Skip to main content

Traefik

Purpose

Traefik is Lumie's active ingress controller. This page is a reference document for where Traefik is configured, how it receives traffic from OCI, how app Ingress objects attach middleware, and what operators should verify when edge routing changes.

Source Paths

PathRole
lumie-infra/platform/traefik-config/argocd.yamlArgo CD application that manages the Traefik patch
lumie-infra/platform/traefik-config/helmchartconfig.yamlHelmChartConfig for the k3s-bundled Traefik addon
lumie-infra/provision/terraform/nlb_0214.tfTCP 443 passthrough from OCI NLB to workers
lumie-infra/applications/lumie/backend/manifests/strip-prefix.yamlProduction /api strip middleware
lumie-infra/applications/lumie/develop/common-values.yamlDev API ingress split and /api/grading strip middleware
lumie-infra/applications/lumie/frontend/manifests/ingress.yamlMain frontend ingress
lumie-infra/applications/lumie/frontend/manifests/www-redirect.yamlTraefik redirect middleware for www
lumie-infra/applications/lumie/frontend/manifests/custom-domain.example.yamlPer-domain custom-domain ingress contract

Public Surface

Traefik is not deployed as a standalone chart here. The active object is the k3s addon HelmChartConfig named traefik in kube-system.

SurfaceContract
Listener portsweb and websecure entrypoints on the bundled addon
External pathOCI NLB forwards TCP 443 to worker nodes
Ingress classtraefik
Route sourcesStandard Kubernetes Ingress objects plus Traefik CRD Middleware
TLS terminationAt Traefik using cert-manager-managed secrets referenced by ingress rules

Runtime Flow

K3s Addon Patch

The repo-managed Traefik configuration is currently a timeout patch:

# lumie-infra/platform/traefik-config/helmchartconfig.yaml
ports:
web:
transport:
respondingTimeouts:
readTimeout: 1200s
writeTimeout: 1200s
idleTimeout: 600s

The same values are applied to websecure. The inline comment explains the reason: slow multi-gigabyte image uploads to Zot were hitting HTTP 499 through the default Traefik timeouts.

This is cluster-wide behavior. It is not scoped to Zot alone.

Ingress And Middleware Contract

Traefik behavior is driven by app manifests, not a centralized gateway config:

  • Production backend traffic uses a Middleware that strips /api before forwarding to the monolith's /v1/** routes.
  • The dev cluster uses two ingresses on dev.lumie-infra.com, one for /api/grading to grading-svc and one for /api to lumie-backend.
  • Frontend www traffic uses a Traefik redirectRegex middleware to send www.lumie-edu.com to lumie-edu.com.

Tasks to complete
a – Reproduce word for word the part of the Traefik page between "Traefik behavior is" and "monolith's /v1/** routes.", inclusive.
b – Resume the Traefik page after its last sentence, keeping its style and format.
The items that follow are separate material with no connection to the Traefik page.

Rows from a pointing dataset
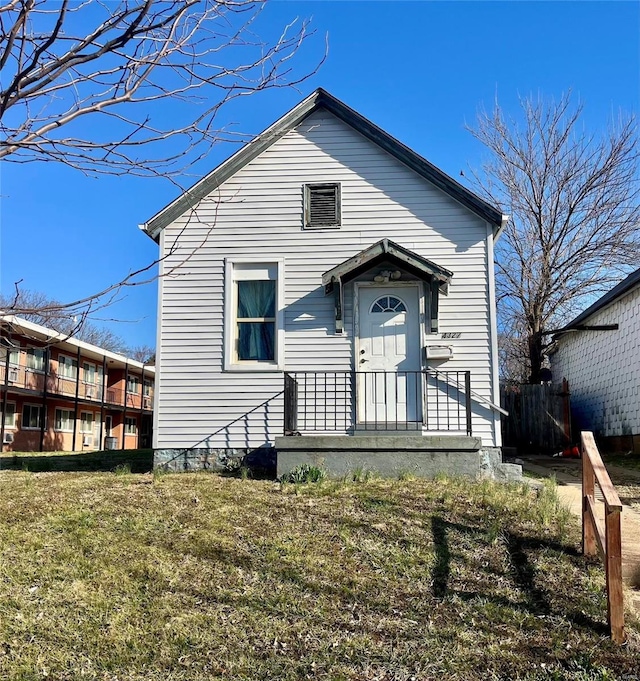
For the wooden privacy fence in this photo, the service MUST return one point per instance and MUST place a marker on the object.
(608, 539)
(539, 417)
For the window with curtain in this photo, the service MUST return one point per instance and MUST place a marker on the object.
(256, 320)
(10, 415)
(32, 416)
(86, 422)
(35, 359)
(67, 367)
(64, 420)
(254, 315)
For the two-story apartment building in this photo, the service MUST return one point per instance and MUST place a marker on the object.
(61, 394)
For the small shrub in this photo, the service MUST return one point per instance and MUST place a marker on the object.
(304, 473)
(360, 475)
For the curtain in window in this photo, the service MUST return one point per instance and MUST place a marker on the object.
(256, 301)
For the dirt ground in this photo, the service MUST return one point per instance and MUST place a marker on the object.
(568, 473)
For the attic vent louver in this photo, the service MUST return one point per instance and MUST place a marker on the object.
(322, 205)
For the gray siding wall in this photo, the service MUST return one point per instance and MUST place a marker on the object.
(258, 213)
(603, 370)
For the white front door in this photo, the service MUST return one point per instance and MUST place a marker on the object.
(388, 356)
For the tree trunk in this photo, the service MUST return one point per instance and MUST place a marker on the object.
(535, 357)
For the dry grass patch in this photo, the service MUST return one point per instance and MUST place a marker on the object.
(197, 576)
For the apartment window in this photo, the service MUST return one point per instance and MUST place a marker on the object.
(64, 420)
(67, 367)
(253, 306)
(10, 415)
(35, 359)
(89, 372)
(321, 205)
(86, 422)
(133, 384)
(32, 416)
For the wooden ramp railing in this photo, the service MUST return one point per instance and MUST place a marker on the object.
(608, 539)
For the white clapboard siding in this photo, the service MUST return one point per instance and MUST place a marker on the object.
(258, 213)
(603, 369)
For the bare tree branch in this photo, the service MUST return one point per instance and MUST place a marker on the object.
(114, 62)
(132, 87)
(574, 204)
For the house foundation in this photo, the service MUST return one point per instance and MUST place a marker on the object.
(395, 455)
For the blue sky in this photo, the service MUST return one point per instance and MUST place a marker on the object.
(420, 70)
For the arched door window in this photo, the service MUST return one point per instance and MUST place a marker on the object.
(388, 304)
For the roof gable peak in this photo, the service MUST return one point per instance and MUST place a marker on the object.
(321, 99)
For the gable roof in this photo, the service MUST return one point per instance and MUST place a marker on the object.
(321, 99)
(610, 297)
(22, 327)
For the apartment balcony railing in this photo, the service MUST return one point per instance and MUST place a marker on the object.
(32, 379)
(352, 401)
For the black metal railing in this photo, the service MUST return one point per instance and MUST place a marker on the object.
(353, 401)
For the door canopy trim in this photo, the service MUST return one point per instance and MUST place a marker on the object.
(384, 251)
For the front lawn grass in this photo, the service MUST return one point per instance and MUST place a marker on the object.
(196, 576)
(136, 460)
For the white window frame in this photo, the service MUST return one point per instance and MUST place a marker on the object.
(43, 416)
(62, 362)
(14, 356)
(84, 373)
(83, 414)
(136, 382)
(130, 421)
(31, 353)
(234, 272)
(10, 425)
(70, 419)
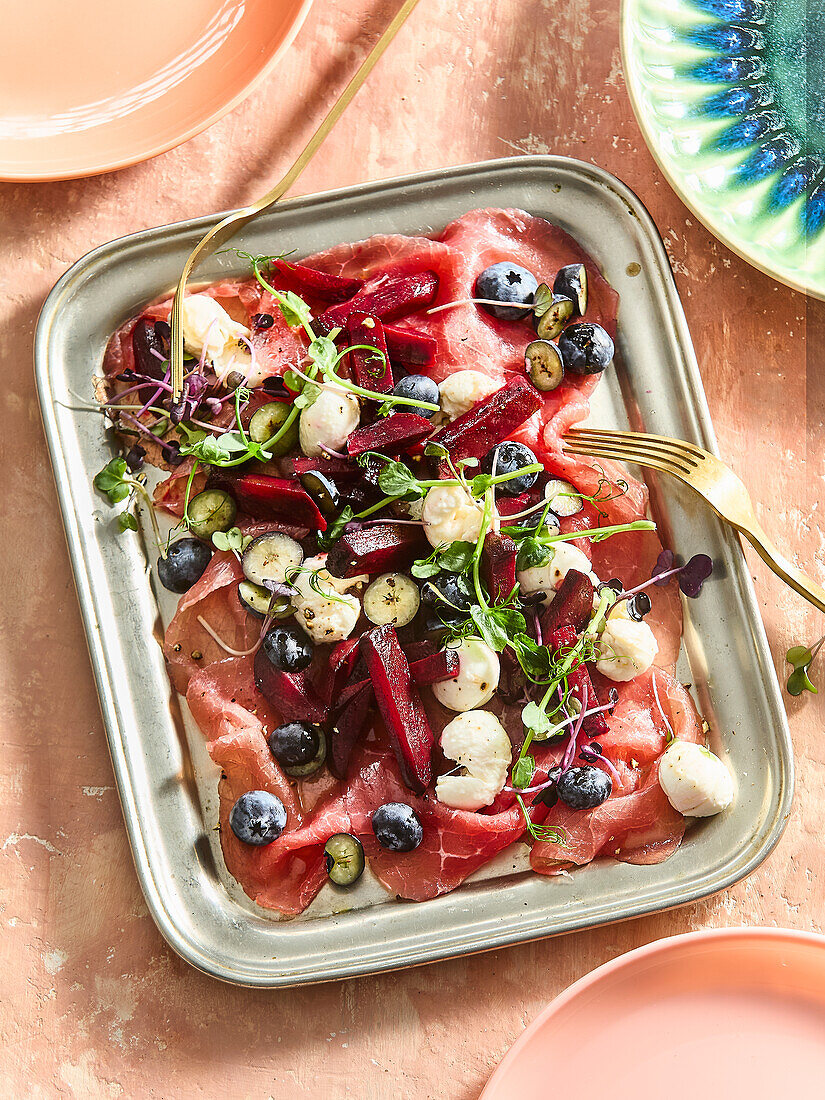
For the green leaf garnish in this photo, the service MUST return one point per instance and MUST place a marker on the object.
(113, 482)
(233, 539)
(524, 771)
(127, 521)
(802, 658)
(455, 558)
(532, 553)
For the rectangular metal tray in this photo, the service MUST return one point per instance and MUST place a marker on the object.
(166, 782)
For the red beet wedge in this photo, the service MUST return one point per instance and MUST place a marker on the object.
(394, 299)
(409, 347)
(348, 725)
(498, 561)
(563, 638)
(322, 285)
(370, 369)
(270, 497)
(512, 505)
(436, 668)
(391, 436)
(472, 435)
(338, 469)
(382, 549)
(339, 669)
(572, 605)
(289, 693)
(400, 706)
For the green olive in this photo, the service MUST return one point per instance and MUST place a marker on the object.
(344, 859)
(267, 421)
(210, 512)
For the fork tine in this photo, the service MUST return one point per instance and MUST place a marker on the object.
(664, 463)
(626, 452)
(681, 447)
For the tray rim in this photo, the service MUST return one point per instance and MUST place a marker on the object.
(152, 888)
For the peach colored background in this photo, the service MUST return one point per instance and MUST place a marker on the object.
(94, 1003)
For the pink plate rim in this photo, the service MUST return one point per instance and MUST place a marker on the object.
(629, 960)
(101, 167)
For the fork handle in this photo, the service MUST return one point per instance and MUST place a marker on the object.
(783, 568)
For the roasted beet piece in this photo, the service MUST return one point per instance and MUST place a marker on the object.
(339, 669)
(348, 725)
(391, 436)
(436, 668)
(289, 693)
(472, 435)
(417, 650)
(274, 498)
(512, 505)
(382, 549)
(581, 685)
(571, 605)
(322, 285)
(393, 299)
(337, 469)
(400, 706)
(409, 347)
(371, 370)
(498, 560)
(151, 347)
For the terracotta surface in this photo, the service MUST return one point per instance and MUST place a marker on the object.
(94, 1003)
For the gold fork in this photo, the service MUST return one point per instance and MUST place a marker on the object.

Outputs in order
a –
Traefik behavior is driven by app manifests, not a centralized gateway config:

  • Production backend traffic uses a Middleware that strips /api before forwarding to the monolith's /v1/** routes.

b –
  • White-label custom domains require one explicit Ingress per domain so Traefik loads the correct TLS secret into its SNI store.

Ownership Boundaries

ConcernOwner
Node-level ingress reachabilityTerraform NLB resources
Traefik addon shape and timeoutsplatform/traefik-config
Host and path routingIndividual application ingress manifests
TLS secret issuancecert-manager and the referenced issuer
Auth and tenancy enforcementApplication code, not Traefik

lumie-infra/AGENTS.md is explicit here: there is no active API gateway in front of Traefik, and auth headers such as X-Tenant-Slug remain an application concern.

Operational Notes

  • The live cluster inspected on June 14, 2026 had a running traefik pod in kube-system and a live HelmChartConfig matching the checked-in timeout patch.
  • Dev ingress intentionally excludes the frontend app, so https://dev.lumie-infra.com/ returns 404 while /api routes work.
  • Because the main OCI NLB is layer-4 only, SNI handling and certificate selection are entirely Traefik responsibilities.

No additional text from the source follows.